Into the sea

Jessica Thorn, left, of Lusby and her husband, Guðjón Örn Halldórsson, take a selfie on a whale watching trip departing from Reykjavík, Iceland, into the Greenland Sea.

A few months after a battle with COVID-19, which sent her to the hospital, a Lusby native made the nearly 3,000-mile trip of a lifetime across an ocean to marry her long-distance sweetheart.

Jessica Thorn, 24, a Patuxent High School graduate, made the journey from Lusby to Kevflavík, a town in southwest Iceland, this September. It wasn’t her first time making the trip, but this time, it was permanent.

Thorn had met her husband, Guðjón Örn Halldórsson (her family calls him “Gideon” or “Groovy man,” lovingly) more than a decade ago online, after she had sought friends who wanted to talk about the same anime show in a chat room.

Thorn said the two used to “Skype call all the time,” but had fallen out of touch around 2010, when she turned 14.

The two reconnected about eight years later, though.

“After we reconnected, we started to talk a lot,” Thorn said. “We would have really long phone calls.”

After about a year of their reconnection, other feelings started to develop.

“I started to think, I really love this guy,” Thorn said.

Eventually, Halldórsson, who is now 25, was able to visit the U.S. and meet the family for his first American Halloween in 2018.

“My mom seemed a bit wary about it when I told her I was dating someone from a different country,” Thorn said. But when he came to visit, Thorn’s parents “absolutely adored him.”

Thorn’s mother, Katie Grazier, said Thorn had initially wanted to journey to Iceland alone.

“I said, ‘No, he’s coming here first,’” Grazier said. “He came, and we immediately fell in love with him.”

The two visited several times, spending two Christmases and a summer trip together in Iceland, and eventually decided to take the next step, planning this January to make a permanent move to Iceland this August.

Then a novel virus found its way around the world. In May, Thorn caught COVID-19 and was hospitalized.

“It was a terrifying experience,” she said. She had been struggling with breathing and had a high fever, and had to be put on oxygen once hospitalized. She recovered by the end of the month.

In September, Thorn went through deserted, “surreal” airlines for 24 hours to make the trip to Iceland to marry her sweetheart.

The two were married in Iceland last month, in a service livestreamed to family and friends. The couple plans on holding a bigger reception in the post-coronavirus world.

--

§ **Using the information**
• 1. According to the article on Jessica Thorn, in what year did Halldórsson first visit the U.S. to meet her family?
• 2. Using the article on Jessica Thorn, explain why Halldórsson came to the U.S. before Thorn traveled to Iceland to see him.
The rows have no connection to the article on Jessica Thorn.

§ **Items stored from a collection**
--

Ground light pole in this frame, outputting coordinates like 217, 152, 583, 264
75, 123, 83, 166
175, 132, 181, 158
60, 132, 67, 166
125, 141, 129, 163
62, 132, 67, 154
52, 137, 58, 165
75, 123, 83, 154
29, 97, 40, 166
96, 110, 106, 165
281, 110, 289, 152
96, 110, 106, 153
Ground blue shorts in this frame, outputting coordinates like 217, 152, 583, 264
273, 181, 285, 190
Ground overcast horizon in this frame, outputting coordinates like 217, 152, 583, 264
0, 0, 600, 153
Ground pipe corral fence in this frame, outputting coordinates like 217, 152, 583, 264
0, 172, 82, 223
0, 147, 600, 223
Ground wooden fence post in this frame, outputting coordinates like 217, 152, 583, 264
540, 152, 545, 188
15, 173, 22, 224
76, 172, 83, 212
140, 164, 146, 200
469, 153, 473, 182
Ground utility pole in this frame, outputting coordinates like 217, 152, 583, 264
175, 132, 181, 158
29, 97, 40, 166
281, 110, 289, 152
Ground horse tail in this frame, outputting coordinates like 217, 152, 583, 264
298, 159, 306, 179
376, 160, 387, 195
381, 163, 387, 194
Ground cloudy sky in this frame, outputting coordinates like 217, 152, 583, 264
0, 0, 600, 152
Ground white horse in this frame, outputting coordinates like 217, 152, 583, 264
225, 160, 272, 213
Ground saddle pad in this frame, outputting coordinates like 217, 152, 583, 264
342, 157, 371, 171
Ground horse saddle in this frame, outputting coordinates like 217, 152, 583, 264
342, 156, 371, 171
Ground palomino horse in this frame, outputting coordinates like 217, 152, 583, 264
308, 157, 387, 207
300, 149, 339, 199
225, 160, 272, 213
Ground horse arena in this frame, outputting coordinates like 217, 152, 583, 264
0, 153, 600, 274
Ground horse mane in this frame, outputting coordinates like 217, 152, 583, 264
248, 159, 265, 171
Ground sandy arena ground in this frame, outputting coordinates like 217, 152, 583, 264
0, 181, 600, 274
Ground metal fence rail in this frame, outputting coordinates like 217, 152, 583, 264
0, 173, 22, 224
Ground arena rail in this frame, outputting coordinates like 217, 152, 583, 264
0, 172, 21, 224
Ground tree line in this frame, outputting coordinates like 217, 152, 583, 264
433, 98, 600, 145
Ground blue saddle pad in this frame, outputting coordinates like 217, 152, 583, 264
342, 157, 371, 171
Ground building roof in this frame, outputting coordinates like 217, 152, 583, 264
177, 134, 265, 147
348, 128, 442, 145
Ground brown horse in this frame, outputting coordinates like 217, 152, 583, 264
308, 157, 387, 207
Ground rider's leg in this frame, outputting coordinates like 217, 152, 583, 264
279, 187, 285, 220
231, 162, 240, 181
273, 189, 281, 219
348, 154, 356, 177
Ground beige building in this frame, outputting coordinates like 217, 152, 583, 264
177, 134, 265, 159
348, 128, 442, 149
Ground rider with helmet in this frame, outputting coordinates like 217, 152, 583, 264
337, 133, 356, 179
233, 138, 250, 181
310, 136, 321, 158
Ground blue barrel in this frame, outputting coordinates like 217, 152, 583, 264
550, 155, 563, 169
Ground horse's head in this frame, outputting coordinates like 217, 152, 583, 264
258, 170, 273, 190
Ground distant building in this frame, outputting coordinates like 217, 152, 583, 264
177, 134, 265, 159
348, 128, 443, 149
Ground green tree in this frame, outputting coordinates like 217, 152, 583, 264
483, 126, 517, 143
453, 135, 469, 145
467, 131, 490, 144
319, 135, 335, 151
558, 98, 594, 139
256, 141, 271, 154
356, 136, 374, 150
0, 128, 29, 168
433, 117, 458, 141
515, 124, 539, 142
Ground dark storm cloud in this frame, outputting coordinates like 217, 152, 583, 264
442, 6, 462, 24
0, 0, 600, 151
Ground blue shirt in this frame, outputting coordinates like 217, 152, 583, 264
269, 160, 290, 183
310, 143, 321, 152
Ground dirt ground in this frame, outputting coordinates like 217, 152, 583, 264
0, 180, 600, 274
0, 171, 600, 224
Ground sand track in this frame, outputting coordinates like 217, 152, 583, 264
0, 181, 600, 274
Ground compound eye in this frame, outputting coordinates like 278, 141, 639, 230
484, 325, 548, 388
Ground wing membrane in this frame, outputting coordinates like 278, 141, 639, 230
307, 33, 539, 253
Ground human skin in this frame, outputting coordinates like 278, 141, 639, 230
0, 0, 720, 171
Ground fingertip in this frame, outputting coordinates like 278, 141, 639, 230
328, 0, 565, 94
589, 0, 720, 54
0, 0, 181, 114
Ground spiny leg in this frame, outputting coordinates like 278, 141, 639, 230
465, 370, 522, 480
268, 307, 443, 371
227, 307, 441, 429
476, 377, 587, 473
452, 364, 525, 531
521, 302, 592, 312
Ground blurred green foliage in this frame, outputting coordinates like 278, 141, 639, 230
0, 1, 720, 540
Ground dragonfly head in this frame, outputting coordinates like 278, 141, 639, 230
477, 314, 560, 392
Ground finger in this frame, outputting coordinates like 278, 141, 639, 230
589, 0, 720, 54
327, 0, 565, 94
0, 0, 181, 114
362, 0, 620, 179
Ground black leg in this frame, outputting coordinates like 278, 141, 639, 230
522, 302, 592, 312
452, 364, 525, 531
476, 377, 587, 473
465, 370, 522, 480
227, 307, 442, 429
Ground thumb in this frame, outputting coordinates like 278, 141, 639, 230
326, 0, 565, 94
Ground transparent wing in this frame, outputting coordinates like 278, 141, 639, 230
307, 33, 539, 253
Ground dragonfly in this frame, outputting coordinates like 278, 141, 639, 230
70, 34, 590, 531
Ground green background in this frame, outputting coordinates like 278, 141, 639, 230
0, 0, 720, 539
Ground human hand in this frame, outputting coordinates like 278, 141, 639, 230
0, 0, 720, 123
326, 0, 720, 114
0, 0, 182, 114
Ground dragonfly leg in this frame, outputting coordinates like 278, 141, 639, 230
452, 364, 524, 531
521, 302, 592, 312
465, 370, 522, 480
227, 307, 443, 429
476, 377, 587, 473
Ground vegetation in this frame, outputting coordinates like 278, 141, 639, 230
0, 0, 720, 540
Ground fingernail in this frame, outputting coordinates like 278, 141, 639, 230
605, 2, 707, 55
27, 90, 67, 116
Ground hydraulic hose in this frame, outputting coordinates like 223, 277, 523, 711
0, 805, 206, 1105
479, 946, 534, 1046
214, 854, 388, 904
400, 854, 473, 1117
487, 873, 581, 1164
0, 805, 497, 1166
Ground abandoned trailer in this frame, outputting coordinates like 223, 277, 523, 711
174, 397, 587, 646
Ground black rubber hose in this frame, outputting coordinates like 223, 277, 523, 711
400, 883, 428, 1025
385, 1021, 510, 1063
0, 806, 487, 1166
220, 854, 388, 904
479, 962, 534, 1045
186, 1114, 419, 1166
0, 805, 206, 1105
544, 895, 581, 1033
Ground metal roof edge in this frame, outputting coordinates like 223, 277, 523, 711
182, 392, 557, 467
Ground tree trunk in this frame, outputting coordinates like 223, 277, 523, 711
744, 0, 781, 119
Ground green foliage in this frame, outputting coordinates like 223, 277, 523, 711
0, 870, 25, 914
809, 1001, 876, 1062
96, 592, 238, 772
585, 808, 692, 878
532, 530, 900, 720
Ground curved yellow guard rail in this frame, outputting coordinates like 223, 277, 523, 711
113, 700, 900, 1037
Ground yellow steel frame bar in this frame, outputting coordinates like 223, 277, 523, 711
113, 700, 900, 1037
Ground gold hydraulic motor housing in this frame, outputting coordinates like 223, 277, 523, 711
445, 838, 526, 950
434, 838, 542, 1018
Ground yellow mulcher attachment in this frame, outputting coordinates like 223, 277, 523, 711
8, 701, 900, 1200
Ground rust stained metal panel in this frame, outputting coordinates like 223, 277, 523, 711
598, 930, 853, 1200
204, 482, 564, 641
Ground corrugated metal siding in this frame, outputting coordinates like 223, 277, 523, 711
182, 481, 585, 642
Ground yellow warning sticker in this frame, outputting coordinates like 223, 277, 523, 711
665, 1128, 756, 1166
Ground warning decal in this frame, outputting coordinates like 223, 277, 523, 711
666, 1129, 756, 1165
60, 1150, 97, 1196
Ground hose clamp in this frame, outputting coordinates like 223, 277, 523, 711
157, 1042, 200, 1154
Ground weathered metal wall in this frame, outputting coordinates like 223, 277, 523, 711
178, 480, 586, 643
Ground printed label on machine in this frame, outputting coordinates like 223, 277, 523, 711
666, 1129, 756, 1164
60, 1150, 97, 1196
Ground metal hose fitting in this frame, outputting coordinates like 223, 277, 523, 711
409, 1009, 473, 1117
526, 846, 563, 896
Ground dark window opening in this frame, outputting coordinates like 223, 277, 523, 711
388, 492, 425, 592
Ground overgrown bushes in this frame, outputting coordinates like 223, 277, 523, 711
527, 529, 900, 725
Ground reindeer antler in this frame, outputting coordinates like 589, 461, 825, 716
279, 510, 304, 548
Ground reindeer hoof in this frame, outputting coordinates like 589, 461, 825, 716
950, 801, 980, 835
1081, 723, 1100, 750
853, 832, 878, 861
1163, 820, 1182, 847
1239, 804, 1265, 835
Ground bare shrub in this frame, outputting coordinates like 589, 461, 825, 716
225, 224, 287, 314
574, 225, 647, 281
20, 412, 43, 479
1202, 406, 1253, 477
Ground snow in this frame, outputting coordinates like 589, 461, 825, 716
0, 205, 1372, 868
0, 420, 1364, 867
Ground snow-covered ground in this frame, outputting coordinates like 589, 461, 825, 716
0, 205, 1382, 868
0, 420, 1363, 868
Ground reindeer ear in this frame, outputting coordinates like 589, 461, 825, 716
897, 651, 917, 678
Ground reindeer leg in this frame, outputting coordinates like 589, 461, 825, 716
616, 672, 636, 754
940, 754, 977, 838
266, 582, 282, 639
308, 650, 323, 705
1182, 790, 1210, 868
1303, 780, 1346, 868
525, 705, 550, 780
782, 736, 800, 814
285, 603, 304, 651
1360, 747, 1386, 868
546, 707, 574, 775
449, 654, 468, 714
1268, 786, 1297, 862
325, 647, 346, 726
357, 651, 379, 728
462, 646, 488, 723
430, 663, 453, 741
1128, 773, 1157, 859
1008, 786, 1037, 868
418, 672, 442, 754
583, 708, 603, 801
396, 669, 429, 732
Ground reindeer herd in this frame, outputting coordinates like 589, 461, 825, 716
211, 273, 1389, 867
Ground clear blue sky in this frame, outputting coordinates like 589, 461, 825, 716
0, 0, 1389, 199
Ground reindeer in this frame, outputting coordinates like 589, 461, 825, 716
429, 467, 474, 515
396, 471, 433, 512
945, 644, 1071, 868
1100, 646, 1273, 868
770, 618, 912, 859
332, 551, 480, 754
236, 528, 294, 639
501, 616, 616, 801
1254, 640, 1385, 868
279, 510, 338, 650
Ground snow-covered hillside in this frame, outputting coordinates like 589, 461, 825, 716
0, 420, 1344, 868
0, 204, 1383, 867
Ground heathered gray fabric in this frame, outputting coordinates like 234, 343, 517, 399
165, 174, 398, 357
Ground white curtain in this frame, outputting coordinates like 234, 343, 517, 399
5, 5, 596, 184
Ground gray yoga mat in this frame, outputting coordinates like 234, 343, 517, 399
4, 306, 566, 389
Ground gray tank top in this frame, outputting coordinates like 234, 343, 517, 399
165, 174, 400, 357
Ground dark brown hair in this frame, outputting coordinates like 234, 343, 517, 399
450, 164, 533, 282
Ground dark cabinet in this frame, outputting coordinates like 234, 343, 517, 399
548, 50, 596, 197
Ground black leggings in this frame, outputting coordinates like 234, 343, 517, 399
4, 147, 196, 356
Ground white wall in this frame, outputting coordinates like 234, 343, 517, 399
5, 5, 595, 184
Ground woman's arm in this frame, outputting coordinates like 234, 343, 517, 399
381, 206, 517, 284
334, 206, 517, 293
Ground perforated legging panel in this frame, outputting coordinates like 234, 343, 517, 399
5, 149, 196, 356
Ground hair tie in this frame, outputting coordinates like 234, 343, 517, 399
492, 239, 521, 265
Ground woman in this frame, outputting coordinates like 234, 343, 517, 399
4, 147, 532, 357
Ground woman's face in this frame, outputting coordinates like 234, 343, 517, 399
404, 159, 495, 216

--

§ **Responses per task**
• 1. 2018

• 2. Thorn had first wanted to travel to Iceland alone. Her mother, Katie Grazier, told her no and insisted that he come to them first.